[start EXERCISE DATA]

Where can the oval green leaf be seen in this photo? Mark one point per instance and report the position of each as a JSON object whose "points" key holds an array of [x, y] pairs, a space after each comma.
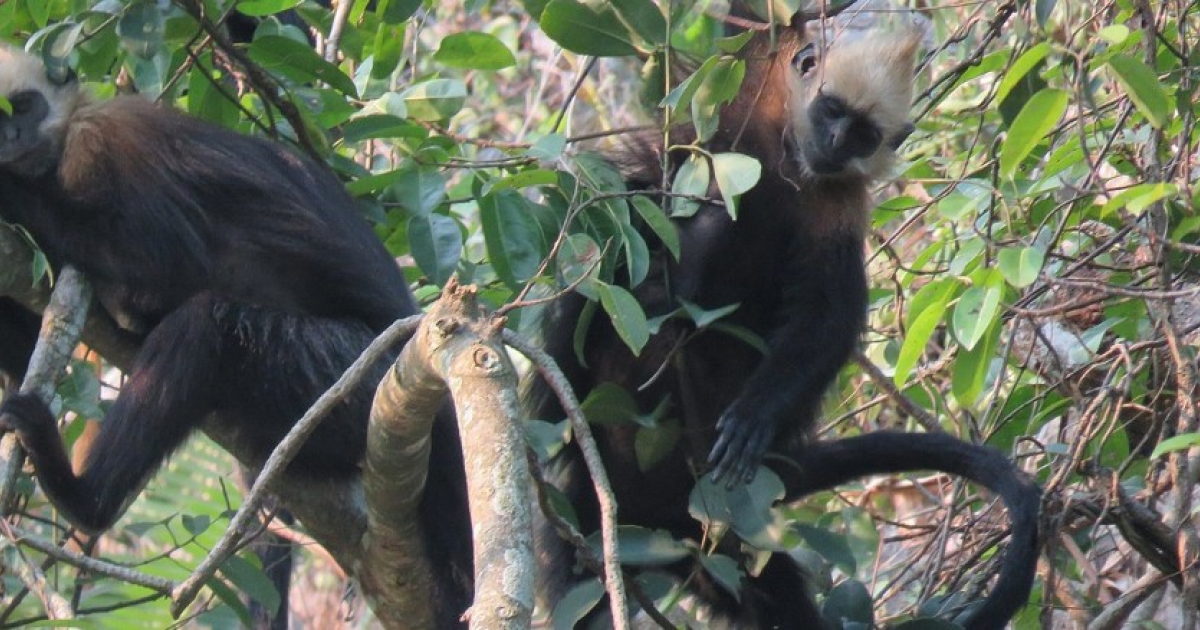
{"points": [[1143, 87], [973, 313], [1020, 265], [436, 243], [736, 174], [579, 29], [627, 316]]}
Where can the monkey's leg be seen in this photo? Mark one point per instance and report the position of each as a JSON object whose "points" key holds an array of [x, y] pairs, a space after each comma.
{"points": [[823, 315], [169, 390]]}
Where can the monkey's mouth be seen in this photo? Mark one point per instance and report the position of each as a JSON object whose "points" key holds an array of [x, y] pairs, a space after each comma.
{"points": [[813, 162]]}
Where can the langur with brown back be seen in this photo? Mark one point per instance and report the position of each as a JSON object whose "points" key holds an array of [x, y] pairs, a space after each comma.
{"points": [[823, 118], [250, 276]]}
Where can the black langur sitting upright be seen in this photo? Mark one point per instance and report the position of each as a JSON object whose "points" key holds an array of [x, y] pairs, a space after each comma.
{"points": [[823, 118], [247, 271]]}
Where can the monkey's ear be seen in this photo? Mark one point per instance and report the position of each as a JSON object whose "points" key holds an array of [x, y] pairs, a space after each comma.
{"points": [[816, 10]]}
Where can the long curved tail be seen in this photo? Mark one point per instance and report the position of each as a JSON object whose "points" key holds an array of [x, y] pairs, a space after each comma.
{"points": [[827, 465]]}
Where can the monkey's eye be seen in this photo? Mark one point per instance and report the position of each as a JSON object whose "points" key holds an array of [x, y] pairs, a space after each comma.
{"points": [[21, 103], [805, 60]]}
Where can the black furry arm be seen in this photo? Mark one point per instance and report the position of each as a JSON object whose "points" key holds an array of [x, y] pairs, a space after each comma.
{"points": [[825, 310]]}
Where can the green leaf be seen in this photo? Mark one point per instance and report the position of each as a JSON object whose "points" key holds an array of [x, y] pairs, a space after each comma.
{"points": [[1020, 265], [1138, 198], [1024, 64], [251, 581], [579, 29], [849, 601], [299, 63], [735, 174], [657, 220], [474, 51], [525, 179], [720, 85], [231, 598], [511, 237], [682, 95], [436, 244], [1031, 126], [725, 570], [1042, 11], [747, 509], [733, 43], [627, 316], [643, 547], [547, 148], [379, 126], [580, 256], [141, 29], [655, 443], [1143, 87], [831, 546], [39, 10], [419, 190], [971, 366], [925, 319], [577, 603], [435, 100], [973, 313], [388, 51], [610, 405], [1177, 443], [1114, 34], [396, 11], [691, 179], [705, 318], [261, 9], [637, 255], [643, 17]]}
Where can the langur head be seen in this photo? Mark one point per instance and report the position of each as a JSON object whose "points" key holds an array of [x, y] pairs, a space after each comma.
{"points": [[31, 133], [849, 101]]}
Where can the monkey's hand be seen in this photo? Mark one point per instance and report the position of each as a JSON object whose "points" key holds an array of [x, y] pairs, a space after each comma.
{"points": [[28, 417], [742, 442]]}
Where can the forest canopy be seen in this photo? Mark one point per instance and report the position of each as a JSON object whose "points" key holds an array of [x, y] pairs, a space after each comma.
{"points": [[1032, 264]]}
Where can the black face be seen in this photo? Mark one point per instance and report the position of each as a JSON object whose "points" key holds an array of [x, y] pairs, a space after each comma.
{"points": [[839, 135], [19, 130]]}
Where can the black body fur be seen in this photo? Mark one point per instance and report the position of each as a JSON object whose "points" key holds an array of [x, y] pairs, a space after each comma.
{"points": [[793, 263], [255, 283]]}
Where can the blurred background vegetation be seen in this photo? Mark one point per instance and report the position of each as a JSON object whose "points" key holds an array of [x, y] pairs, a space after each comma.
{"points": [[1033, 263]]}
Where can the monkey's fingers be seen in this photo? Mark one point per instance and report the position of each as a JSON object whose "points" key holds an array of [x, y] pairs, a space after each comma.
{"points": [[739, 448]]}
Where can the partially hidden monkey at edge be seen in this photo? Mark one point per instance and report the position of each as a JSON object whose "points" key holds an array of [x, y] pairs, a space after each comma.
{"points": [[825, 119], [247, 273]]}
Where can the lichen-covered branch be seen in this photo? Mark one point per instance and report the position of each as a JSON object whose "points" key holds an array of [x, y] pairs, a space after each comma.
{"points": [[457, 349]]}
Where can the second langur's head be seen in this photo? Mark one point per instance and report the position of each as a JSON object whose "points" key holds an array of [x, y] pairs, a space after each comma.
{"points": [[849, 102], [31, 133]]}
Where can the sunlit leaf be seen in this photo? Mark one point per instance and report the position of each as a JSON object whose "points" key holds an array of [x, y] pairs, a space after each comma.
{"points": [[1031, 126], [1143, 87], [475, 51], [581, 29]]}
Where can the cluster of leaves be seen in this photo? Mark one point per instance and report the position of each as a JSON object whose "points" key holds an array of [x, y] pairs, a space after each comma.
{"points": [[1050, 165]]}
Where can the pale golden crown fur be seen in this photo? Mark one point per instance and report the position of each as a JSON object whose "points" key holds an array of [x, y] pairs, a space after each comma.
{"points": [[21, 71], [870, 72]]}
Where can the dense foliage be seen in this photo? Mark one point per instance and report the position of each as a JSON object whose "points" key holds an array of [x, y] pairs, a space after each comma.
{"points": [[1032, 264]]}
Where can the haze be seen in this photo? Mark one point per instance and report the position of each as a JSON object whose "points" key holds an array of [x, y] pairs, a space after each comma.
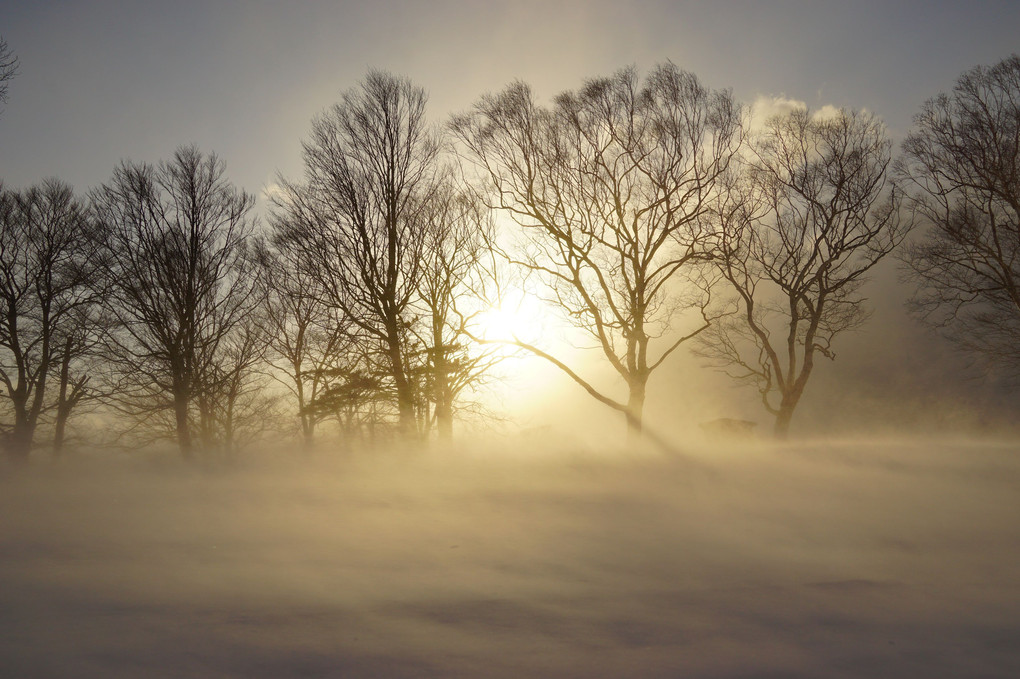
{"points": [[513, 525]]}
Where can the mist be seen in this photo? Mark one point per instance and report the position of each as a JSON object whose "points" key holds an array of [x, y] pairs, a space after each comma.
{"points": [[735, 559]]}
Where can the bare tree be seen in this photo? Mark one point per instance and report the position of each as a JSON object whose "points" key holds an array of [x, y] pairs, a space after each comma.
{"points": [[608, 187], [8, 68], [356, 219], [456, 228], [963, 162], [309, 343], [798, 232], [48, 260], [183, 284]]}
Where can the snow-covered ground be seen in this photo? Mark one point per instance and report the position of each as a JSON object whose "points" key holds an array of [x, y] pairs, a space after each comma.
{"points": [[811, 560]]}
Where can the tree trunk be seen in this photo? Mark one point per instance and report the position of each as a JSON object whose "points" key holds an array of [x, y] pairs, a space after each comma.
{"points": [[63, 403], [183, 426], [441, 382], [635, 410], [405, 393], [781, 428], [19, 441]]}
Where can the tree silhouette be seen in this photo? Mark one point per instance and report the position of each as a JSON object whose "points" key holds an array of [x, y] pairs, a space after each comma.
{"points": [[799, 229], [8, 68], [368, 163], [48, 262], [963, 163], [608, 187], [183, 288]]}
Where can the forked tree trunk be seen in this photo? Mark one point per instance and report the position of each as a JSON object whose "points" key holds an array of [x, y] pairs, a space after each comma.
{"points": [[635, 410]]}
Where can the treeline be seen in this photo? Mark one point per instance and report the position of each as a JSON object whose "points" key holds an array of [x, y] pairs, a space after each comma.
{"points": [[650, 211]]}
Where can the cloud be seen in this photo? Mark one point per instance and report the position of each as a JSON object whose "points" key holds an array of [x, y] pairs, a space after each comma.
{"points": [[767, 106]]}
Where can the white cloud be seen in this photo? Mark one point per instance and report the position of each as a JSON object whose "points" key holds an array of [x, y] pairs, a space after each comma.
{"points": [[766, 106]]}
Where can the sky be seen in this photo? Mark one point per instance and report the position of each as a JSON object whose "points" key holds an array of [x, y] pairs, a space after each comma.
{"points": [[101, 82]]}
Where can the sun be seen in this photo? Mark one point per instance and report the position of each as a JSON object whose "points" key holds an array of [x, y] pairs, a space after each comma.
{"points": [[518, 316], [502, 322]]}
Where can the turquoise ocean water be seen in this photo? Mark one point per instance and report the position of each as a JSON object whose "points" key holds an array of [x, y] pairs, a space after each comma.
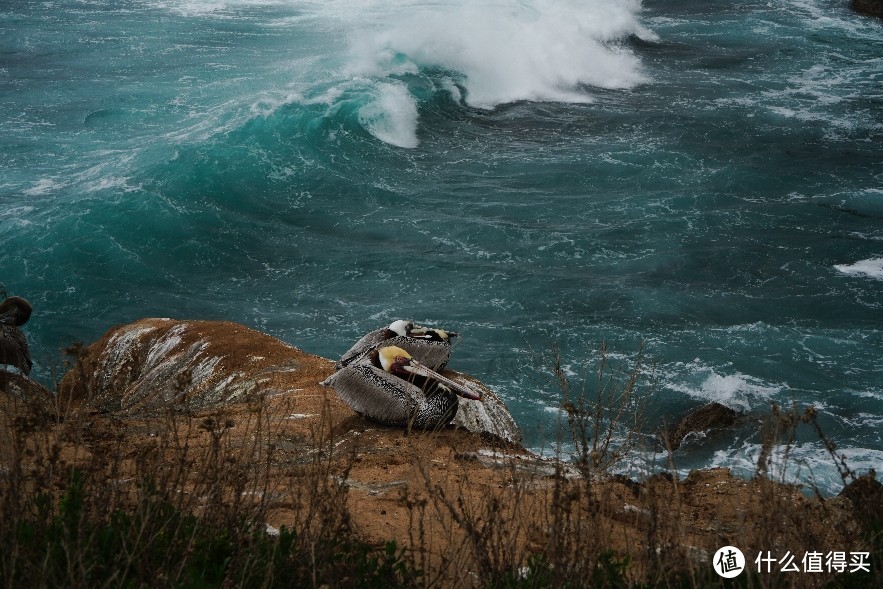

[end EXERCISE DATA]

WORK TO BE COMPLETED: How many lines of the data contain the string "face", matching case exactly? Reply with the number alone.

EXERCISE ANSWER: 1